### Work to be completed
Find the line that contains "left edge, holding". Restate it and each following line exactly, through the end of the records.

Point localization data
-=-=-

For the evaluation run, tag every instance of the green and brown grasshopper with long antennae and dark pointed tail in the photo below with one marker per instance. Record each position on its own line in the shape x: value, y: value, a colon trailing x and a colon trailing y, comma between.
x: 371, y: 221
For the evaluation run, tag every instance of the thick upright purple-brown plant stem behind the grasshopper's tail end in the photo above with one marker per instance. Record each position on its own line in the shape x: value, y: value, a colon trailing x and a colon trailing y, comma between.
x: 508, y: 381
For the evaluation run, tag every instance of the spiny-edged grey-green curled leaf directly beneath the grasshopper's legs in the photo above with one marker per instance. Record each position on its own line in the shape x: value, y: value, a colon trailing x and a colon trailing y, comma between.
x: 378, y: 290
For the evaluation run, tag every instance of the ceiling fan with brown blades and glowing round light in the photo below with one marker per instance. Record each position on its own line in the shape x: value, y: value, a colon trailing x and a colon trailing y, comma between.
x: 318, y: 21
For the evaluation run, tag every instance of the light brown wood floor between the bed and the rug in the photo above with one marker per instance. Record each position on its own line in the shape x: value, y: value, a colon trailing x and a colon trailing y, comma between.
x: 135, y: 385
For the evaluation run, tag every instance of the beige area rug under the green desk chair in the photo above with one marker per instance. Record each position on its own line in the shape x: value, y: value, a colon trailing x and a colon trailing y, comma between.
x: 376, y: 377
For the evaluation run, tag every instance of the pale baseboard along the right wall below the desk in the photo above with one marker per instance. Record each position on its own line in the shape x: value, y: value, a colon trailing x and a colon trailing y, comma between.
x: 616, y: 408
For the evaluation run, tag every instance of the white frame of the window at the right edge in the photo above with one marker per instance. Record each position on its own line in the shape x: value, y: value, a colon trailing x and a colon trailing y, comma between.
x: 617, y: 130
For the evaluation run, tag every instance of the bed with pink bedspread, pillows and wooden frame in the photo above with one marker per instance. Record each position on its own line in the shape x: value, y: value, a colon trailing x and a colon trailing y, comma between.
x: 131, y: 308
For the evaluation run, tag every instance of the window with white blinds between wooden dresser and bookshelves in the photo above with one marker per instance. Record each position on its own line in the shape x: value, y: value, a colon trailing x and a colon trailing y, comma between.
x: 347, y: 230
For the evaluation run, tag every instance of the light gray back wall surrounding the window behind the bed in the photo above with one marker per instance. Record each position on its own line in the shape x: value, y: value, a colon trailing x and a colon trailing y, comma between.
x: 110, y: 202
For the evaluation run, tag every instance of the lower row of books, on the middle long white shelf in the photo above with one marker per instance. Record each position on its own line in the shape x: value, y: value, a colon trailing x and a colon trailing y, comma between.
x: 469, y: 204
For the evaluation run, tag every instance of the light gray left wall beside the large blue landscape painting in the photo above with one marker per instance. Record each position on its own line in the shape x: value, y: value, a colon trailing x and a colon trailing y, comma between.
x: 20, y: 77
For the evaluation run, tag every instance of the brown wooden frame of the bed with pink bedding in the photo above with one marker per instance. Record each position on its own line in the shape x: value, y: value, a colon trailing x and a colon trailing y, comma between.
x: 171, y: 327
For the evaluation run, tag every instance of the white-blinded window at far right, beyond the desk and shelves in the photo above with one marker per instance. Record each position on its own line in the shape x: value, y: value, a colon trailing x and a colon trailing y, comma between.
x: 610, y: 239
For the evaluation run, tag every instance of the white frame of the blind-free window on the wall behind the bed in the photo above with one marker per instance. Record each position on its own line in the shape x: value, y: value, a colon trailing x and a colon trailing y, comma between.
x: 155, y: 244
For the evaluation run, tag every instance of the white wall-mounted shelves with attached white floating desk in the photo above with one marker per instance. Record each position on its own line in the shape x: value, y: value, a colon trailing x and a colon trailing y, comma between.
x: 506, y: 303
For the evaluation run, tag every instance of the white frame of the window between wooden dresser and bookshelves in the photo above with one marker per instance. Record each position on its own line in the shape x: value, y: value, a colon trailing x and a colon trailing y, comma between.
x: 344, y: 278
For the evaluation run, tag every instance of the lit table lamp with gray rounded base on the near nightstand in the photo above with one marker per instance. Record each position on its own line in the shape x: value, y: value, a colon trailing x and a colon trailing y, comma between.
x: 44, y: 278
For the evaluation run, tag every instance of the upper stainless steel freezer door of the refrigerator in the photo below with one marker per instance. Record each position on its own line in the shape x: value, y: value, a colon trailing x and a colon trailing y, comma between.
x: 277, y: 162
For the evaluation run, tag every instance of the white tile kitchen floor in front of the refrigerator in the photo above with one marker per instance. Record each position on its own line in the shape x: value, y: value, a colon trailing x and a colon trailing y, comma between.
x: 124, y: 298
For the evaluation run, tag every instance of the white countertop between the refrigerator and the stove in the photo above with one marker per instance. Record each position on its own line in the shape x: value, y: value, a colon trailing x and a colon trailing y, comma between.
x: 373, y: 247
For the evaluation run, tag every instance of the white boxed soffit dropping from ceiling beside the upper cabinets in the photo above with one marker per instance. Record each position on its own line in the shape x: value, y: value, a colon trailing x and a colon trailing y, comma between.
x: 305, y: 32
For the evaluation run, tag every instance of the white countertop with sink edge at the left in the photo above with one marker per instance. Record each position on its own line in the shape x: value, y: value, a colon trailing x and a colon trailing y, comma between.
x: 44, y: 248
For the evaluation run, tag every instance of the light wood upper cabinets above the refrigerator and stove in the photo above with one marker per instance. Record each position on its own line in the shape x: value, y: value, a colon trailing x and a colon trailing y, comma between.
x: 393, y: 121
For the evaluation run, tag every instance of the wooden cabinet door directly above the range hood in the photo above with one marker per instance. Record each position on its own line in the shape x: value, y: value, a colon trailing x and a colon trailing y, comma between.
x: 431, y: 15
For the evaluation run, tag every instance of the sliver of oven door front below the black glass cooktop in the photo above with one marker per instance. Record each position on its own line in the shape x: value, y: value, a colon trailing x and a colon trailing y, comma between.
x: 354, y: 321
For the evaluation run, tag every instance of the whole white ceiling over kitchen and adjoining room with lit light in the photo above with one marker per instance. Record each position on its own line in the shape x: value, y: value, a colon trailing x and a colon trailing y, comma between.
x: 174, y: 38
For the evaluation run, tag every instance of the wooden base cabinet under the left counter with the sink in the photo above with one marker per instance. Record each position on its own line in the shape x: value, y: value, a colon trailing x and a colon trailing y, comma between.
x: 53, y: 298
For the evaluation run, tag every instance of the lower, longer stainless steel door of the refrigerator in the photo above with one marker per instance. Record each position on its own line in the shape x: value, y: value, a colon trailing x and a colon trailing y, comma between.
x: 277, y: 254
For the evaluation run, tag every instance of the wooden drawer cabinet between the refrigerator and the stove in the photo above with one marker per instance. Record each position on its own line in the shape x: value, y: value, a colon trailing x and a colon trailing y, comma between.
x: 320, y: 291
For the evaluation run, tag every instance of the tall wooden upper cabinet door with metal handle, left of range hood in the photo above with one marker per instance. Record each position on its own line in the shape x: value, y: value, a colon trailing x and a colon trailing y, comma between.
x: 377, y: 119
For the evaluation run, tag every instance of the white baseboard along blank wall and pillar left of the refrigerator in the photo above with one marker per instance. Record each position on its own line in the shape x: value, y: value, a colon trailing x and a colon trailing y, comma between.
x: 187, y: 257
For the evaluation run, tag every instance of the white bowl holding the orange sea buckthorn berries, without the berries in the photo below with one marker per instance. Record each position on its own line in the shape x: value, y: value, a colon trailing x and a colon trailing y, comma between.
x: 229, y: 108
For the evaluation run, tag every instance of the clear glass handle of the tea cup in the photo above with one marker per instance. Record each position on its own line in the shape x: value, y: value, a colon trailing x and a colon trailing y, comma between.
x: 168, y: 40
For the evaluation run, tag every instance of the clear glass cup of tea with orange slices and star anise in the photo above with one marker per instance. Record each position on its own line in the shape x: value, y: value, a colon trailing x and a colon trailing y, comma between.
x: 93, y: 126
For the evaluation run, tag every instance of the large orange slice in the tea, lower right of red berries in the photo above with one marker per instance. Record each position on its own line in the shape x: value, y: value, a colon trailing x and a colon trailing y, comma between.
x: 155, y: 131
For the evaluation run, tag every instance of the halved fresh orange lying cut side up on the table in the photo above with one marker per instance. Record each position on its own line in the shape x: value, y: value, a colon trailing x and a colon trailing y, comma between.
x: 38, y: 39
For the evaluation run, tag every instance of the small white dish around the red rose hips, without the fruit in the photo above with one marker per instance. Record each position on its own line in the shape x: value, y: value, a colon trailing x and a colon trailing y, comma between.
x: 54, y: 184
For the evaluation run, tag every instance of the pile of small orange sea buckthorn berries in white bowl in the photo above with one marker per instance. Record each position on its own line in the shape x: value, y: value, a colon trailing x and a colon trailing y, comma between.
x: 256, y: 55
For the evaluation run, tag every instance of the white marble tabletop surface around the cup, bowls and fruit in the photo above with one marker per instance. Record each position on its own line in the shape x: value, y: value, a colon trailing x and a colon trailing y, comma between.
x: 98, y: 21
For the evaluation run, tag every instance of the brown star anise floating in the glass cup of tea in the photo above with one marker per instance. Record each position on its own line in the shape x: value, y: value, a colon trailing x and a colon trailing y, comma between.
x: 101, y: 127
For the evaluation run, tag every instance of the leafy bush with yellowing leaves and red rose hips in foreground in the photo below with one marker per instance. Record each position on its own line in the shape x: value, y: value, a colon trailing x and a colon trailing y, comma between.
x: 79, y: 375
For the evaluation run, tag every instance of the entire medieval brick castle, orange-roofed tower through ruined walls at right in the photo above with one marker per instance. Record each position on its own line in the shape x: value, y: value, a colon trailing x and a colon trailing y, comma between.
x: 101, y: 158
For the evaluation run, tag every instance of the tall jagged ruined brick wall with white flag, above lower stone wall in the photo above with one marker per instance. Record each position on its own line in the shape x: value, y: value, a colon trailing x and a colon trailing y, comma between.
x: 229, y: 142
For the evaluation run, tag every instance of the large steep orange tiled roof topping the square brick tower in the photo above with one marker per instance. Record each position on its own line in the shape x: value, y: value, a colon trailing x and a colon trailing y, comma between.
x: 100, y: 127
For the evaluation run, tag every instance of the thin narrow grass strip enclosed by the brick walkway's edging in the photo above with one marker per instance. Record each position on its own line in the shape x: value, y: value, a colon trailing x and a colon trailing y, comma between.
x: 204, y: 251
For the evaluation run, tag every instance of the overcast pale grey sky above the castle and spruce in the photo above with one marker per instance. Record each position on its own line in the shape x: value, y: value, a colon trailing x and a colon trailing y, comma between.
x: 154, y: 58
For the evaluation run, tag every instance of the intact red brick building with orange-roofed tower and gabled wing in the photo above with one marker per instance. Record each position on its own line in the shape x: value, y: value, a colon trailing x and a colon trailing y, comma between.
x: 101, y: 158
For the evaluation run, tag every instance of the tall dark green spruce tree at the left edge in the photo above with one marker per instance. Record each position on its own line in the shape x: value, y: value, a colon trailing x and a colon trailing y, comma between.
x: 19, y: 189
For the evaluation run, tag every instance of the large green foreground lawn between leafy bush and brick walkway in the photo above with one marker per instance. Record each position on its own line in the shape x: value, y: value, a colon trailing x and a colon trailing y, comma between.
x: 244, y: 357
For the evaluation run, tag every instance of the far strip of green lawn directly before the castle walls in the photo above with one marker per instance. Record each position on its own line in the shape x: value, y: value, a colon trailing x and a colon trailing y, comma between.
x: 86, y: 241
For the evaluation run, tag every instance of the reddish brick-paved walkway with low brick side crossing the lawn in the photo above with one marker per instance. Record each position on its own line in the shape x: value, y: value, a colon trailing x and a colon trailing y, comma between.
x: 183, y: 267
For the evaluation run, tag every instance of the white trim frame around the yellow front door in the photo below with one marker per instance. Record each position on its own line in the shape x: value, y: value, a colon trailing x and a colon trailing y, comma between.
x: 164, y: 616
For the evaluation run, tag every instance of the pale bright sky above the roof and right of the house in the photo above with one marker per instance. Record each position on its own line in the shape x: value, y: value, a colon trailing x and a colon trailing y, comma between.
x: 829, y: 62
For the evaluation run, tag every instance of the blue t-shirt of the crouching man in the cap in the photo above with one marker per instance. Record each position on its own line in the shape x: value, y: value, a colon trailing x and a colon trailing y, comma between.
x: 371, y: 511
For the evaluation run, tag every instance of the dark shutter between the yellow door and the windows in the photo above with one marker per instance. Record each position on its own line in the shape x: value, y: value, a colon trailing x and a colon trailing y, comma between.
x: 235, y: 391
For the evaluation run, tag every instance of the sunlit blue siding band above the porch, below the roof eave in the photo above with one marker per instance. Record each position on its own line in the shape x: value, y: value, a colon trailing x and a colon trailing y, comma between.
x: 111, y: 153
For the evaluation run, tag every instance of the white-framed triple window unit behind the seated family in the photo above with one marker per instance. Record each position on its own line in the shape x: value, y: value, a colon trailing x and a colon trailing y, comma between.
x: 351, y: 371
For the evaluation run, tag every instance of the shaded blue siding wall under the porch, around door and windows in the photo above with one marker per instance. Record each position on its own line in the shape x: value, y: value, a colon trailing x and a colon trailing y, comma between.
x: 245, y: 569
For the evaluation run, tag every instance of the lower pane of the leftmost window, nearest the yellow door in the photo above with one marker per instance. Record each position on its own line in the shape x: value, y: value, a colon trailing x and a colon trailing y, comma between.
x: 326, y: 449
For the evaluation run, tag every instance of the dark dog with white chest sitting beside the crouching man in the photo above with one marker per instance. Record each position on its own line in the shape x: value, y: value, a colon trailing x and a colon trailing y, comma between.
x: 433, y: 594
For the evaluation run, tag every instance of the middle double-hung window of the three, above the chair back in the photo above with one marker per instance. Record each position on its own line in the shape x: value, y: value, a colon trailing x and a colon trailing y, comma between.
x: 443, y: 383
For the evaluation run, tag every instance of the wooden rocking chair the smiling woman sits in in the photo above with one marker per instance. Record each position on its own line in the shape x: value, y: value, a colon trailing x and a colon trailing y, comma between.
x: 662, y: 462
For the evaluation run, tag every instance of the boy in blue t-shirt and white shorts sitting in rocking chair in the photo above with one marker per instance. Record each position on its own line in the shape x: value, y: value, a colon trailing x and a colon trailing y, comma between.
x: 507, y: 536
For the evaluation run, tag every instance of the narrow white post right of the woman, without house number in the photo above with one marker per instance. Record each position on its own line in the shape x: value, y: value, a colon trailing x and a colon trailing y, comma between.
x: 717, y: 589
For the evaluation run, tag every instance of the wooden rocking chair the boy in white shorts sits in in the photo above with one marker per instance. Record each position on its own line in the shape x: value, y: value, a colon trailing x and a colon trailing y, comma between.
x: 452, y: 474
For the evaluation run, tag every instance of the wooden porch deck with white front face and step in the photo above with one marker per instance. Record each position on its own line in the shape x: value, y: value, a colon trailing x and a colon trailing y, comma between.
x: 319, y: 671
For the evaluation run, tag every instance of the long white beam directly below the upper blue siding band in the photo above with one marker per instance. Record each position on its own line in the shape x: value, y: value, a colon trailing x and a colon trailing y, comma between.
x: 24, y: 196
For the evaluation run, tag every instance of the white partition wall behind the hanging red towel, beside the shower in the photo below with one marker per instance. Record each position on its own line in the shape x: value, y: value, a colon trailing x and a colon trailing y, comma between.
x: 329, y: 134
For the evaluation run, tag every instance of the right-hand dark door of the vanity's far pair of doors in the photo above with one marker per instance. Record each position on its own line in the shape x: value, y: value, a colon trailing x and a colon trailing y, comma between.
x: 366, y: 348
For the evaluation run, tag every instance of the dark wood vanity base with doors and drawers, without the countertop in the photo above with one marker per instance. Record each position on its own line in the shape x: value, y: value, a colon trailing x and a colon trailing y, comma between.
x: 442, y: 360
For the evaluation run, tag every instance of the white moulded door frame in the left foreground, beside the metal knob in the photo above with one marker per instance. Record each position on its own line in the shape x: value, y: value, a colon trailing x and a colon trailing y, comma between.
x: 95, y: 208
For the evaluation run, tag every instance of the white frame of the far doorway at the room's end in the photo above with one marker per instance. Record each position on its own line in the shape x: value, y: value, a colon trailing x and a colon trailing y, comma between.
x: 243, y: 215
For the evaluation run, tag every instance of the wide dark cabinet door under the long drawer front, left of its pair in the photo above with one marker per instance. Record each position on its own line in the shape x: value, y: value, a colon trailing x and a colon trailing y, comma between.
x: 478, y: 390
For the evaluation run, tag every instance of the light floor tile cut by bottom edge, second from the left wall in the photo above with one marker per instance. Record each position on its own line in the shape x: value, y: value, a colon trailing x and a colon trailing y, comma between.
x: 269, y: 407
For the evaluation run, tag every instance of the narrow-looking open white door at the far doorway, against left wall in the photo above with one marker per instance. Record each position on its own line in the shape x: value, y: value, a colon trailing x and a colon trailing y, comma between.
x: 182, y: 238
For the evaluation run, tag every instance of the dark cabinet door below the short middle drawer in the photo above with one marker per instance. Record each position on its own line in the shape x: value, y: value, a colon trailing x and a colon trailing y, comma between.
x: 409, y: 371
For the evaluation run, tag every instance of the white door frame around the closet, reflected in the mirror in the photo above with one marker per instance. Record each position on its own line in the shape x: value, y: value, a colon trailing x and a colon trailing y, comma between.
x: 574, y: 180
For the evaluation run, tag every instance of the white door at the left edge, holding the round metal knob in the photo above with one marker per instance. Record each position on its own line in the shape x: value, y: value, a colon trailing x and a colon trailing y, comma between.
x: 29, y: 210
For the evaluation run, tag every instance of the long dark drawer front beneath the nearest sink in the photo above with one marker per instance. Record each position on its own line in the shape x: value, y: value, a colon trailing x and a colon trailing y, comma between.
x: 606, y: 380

-=-=-

### Response area
For the evaluation run, tag every instance of the white door at the left edge, holding the round metal knob in the photo above with one marker per instance. Record each position on its own line in the shape x: value, y: value, a colon trailing x and a colon trailing y, comma between.
x: 29, y: 210
For the evaluation run, tag every instance of the long dark drawer front beneath the nearest sink in the photo above with one marker per instance. Record each position on its own line in the shape x: value, y: value, a colon trailing x and a colon trailing y, comma between.
x: 606, y: 380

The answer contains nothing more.